> _DATASET EXCERPTS_:
● ● ● ● ● ● ●

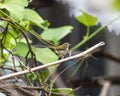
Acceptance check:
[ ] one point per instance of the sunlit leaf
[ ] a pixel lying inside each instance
(21, 49)
(15, 7)
(56, 34)
(33, 17)
(116, 5)
(87, 19)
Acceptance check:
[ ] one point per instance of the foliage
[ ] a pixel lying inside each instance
(16, 22)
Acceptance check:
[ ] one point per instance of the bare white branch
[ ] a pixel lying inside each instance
(80, 55)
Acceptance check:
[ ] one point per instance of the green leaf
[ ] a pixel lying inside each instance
(15, 7)
(34, 18)
(116, 5)
(65, 91)
(21, 49)
(56, 34)
(43, 55)
(87, 19)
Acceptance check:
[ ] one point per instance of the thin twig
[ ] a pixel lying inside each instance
(81, 55)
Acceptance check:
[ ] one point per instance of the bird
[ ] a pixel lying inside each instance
(61, 50)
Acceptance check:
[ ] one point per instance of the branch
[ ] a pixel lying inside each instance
(80, 55)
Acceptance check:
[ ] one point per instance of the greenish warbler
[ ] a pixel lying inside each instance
(61, 50)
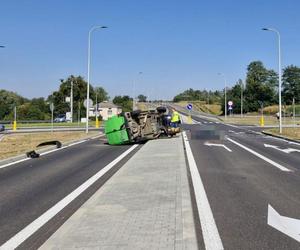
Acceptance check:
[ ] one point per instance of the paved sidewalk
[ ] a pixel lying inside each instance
(145, 205)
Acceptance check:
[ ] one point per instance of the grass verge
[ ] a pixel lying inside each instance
(16, 144)
(291, 133)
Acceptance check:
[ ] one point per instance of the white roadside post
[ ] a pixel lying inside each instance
(88, 83)
(279, 74)
(52, 110)
(133, 97)
(71, 101)
(225, 95)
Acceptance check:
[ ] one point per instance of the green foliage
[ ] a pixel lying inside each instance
(123, 101)
(195, 95)
(291, 84)
(234, 94)
(142, 98)
(79, 95)
(8, 100)
(101, 94)
(39, 108)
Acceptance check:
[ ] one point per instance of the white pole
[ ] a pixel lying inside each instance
(241, 99)
(71, 101)
(294, 112)
(96, 105)
(225, 98)
(52, 111)
(133, 104)
(88, 83)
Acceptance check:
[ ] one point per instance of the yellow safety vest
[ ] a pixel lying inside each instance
(175, 117)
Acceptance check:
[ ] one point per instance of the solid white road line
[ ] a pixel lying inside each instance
(217, 145)
(25, 233)
(210, 232)
(286, 225)
(275, 164)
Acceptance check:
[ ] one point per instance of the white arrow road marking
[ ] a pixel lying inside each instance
(217, 145)
(275, 164)
(211, 236)
(287, 150)
(286, 225)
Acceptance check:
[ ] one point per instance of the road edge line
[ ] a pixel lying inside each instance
(211, 236)
(275, 164)
(30, 229)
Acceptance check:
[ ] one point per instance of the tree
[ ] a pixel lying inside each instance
(291, 84)
(101, 94)
(196, 95)
(79, 95)
(125, 102)
(260, 86)
(234, 95)
(142, 98)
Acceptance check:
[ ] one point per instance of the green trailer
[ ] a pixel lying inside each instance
(137, 126)
(116, 131)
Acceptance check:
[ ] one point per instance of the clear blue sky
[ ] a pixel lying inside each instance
(176, 44)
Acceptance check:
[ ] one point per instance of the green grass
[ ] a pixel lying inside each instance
(58, 124)
(255, 120)
(292, 133)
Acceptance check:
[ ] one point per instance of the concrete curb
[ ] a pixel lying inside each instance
(46, 149)
(279, 136)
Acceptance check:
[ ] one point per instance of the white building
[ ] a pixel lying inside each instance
(106, 110)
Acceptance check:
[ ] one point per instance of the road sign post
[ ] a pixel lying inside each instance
(189, 108)
(52, 110)
(230, 106)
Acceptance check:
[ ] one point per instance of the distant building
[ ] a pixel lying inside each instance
(106, 110)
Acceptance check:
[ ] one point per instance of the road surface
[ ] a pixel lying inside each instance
(30, 188)
(244, 173)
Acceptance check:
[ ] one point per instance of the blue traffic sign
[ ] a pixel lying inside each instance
(189, 106)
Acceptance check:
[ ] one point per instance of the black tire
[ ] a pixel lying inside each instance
(161, 109)
(135, 113)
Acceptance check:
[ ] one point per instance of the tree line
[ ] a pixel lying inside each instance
(39, 108)
(259, 90)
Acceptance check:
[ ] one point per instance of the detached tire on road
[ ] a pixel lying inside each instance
(135, 113)
(161, 109)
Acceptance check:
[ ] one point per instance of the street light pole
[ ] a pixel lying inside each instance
(242, 89)
(133, 98)
(88, 78)
(225, 95)
(279, 74)
(71, 101)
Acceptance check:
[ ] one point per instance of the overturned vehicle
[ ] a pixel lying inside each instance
(137, 126)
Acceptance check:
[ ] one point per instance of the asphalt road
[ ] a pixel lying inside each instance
(242, 175)
(30, 188)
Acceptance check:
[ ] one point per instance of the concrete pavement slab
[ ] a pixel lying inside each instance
(145, 205)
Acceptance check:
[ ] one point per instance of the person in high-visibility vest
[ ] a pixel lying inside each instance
(175, 119)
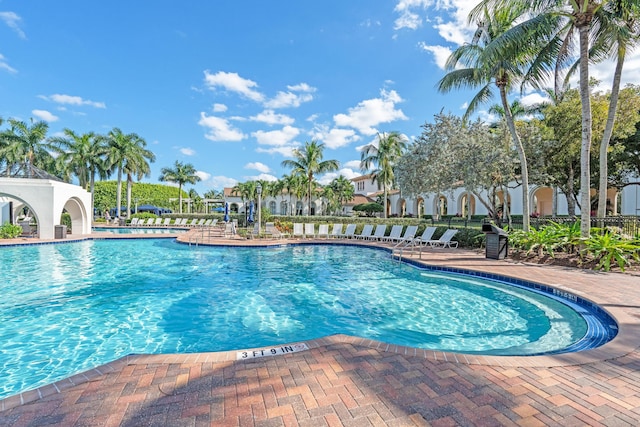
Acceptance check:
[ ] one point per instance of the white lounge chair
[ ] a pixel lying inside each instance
(445, 240)
(298, 229)
(309, 229)
(323, 230)
(365, 233)
(394, 234)
(349, 232)
(378, 234)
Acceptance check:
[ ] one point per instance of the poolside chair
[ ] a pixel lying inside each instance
(365, 233)
(309, 229)
(323, 230)
(378, 234)
(445, 240)
(349, 232)
(336, 231)
(298, 229)
(395, 233)
(270, 229)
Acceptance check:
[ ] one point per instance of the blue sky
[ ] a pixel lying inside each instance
(234, 87)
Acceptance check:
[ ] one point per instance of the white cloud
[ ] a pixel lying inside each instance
(72, 100)
(440, 54)
(44, 115)
(219, 108)
(232, 82)
(336, 137)
(13, 21)
(370, 113)
(261, 177)
(271, 118)
(5, 66)
(204, 176)
(276, 138)
(260, 167)
(219, 129)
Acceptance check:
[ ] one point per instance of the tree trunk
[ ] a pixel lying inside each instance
(119, 192)
(606, 137)
(524, 170)
(585, 151)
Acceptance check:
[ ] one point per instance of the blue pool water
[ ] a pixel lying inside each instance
(69, 307)
(138, 230)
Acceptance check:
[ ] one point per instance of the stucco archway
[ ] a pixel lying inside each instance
(47, 199)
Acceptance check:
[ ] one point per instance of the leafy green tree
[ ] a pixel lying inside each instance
(181, 174)
(308, 163)
(24, 143)
(479, 65)
(382, 155)
(81, 155)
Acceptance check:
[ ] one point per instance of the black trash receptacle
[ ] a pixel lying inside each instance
(60, 232)
(497, 241)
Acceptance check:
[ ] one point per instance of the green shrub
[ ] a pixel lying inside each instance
(10, 231)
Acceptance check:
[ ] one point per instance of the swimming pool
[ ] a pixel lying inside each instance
(138, 230)
(69, 307)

● ● ● ● ● ● ●

> _WORK TO BE COMPLETED_: Could you return the whole listing exactly, images excluded?

> _TASK ANSWER_:
Acceptance check:
[ ] one point per instance of the sunlit leaf
[ ] a pixel lying inside each instance
(21, 49)
(15, 7)
(56, 34)
(33, 17)
(116, 5)
(87, 19)
Acceptance check:
[ ] one point per instance of the foliage
[ ] a pixel lying inside each instance
(16, 22)
Acceptance check:
[ ] one point per instance of the bare white branch
[ ] a pixel lying inside each instance
(80, 55)
Acceptance check:
[ ] one point per instance of the green leaf
[ ] a pixel lying inside each instance
(15, 7)
(34, 18)
(116, 5)
(65, 91)
(21, 49)
(56, 34)
(43, 55)
(87, 19)
Acceptance check:
[ ] one point per instance of the thin twig
[ ] a pixel lying inside each instance
(81, 55)
Acceptance check:
[ ] one point per instance of the bird
[ ] a pixel lying inside each instance
(61, 50)
Acceptance check:
[ ] one point per instance of the branch
[ ] a pixel lying inside each instance
(80, 55)
Acceptance check:
[ ] one point per instance of the greenish warbler
[ ] a pixel lying inside each instance
(61, 50)
Acceptance check:
[ ] one point per instance of the paved sidewalk
[ ] a pixel lying inside each instance
(145, 205)
Acceptance check:
[ ] one point per instance of the grass verge
[ ] a pixel lying inside each instance
(16, 144)
(291, 133)
Acceptance check:
[ ] one point per instance of the white roadside post
[ ] a pixel lying inside each instance
(88, 83)
(279, 74)
(52, 110)
(133, 97)
(71, 101)
(225, 95)
Acceptance check:
[ ] one point per instance of the green foliage
[ ] a pixel lying inside each instance
(123, 101)
(195, 95)
(291, 84)
(234, 94)
(142, 98)
(79, 95)
(8, 100)
(101, 94)
(39, 108)
Acceptance check:
[ ] one point per instance of the white pole
[ ] a pixel lying inside each instance
(241, 99)
(71, 101)
(294, 112)
(96, 105)
(225, 98)
(52, 111)
(133, 104)
(88, 83)
Acceptance check:
[ ] one point per instance of the yellow safety vest
[ ] a pixel lying inside each instance
(175, 117)
Acceptance check:
[ ] one point per instance of the solid white road line
[ ] a pixel lying inside each instance
(217, 145)
(25, 233)
(210, 232)
(286, 225)
(275, 164)
Acceptance check:
[ ] one point per instance of the white arrow road marking
[ ] a pixel lying inside each instance
(217, 145)
(275, 164)
(211, 236)
(287, 150)
(286, 225)
Acceptance check:
[ ] one point per instance of the road edge line
[ ] a pixel lying inside each instance
(211, 236)
(275, 164)
(30, 229)
Acceptance check:
[ ] one point per instance of the tree
[ ] a pixel lying inside each instance
(291, 84)
(101, 94)
(196, 95)
(79, 95)
(125, 102)
(260, 86)
(234, 95)
(142, 98)
Acceptance check:
[ ] one point per instance of the green trailer
[ ] a pixel lying inside each instance
(137, 126)
(116, 131)
Acceptance check:
[ ] one point per instance of the clear blue sky
[ ] a pixel lying inside each instance
(176, 44)
Acceptance check:
[ ] one point per instance of the green grass
[ ] a pixel lying inside each instance
(58, 124)
(255, 120)
(292, 133)
Acceptance check:
[ ] one point per instance of the concrete curb
[ ] a pixel lying inside each instance
(46, 149)
(279, 136)
Acceptance check:
[ ] one point per instance of the white building
[ ] a pixel lying inside each instance
(106, 110)
Acceptance check:
[ ] one point per instance of the road sign post
[ ] a pixel lying inside each instance
(189, 108)
(52, 110)
(230, 106)
Acceptance check:
[ ] one point per instance of the distant building
[ ] a pixel lying inside each instance
(106, 110)
Acceptance check:
[ ] one point per instance of the road surface
[ ] a pixel lying inside each instance
(30, 188)
(244, 173)
Acceptance check:
[ ] one point per instance of the blue traffic sign
[ ] a pixel lying inside each instance
(189, 106)
Acceptance check:
[ ] one point per instance of the black tire
[ ] a pixel lying inside each instance
(161, 109)
(135, 113)
Acceptance check:
[ ] one point per instance of the tree line
[ ] a pixel lying inside each instance
(39, 108)
(259, 90)
Acceptance check:
[ ] one point per instance of the detached tire on road
[ ] a pixel lying inside each instance
(135, 113)
(161, 109)
Acceptance check:
[ ] one point per instance of the street light pole
[ ] a pixel lying inside each instance
(242, 89)
(133, 98)
(88, 78)
(225, 95)
(279, 74)
(71, 101)
Acceptance check:
[ ] one point per instance of the overturned vehicle
[ ] a pixel lying inside each instance
(137, 126)
Acceptance check:
[ ] one point per instance of the asphalt road
[ ] a pixel lying inside each instance
(242, 175)
(30, 188)
Acceptance check:
[ ] one point per instance of the concrete pavement slab
[ ] a pixel lying inside each instance
(145, 205)
Acceptance check:
[ ] one point per instance of the person in high-visibility vest
[ ] a pixel lying inside each instance
(175, 119)
Acceptance check:
[ ] one point per instance of the white lounge chair
[ ] a pixel lying inside each instance
(445, 240)
(298, 229)
(309, 229)
(323, 230)
(365, 233)
(394, 234)
(349, 232)
(378, 234)
Acceptance check:
[ ] one point per instance of the poolside chair
[ ] a pixel lying inside each instance
(365, 233)
(309, 229)
(323, 230)
(378, 234)
(445, 240)
(349, 232)
(336, 231)
(298, 229)
(395, 233)
(270, 229)
Acceptance check:
[ ] one point per instance of the blue sky
[ ] a pixel lying inside each instance
(234, 87)
Acceptance check:
[ ] one point per instance of the white cloud
[ ] a pixel lying inside each instance
(72, 100)
(440, 54)
(44, 115)
(219, 108)
(232, 82)
(336, 137)
(13, 21)
(370, 113)
(261, 177)
(271, 118)
(5, 66)
(204, 176)
(276, 138)
(260, 167)
(219, 129)
Acceptance check:
[ ] one point per instance of the tree trunk
[ ] a pixel lying inside each instance
(119, 192)
(606, 137)
(524, 170)
(585, 151)
Acceptance check:
[ ] one point per instance of the blue pool water
[ ] a pixel lying inside each instance
(69, 307)
(138, 230)
Acceptance check:
[ ] one point per instance of the stucco archway
[ ] a pixel lying inside each instance
(47, 199)
Acceptance check:
[ ] one point per instance of the leafy green tree
[ ] a pixel lying inside each instance
(181, 174)
(308, 163)
(24, 143)
(479, 65)
(382, 155)
(81, 155)
Acceptance check:
[ ] one point per instance of the black trash receptacle
[ ] a pixel lying inside each instance
(60, 232)
(497, 241)
Acceptance check:
[ ] one point per instance of the green shrub
[ ] a pixel lying inside each instance
(10, 231)
Acceptance check:
[ ] one point per instance of the swimming pool
[ ] a pixel lying inside each instance
(138, 230)
(69, 307)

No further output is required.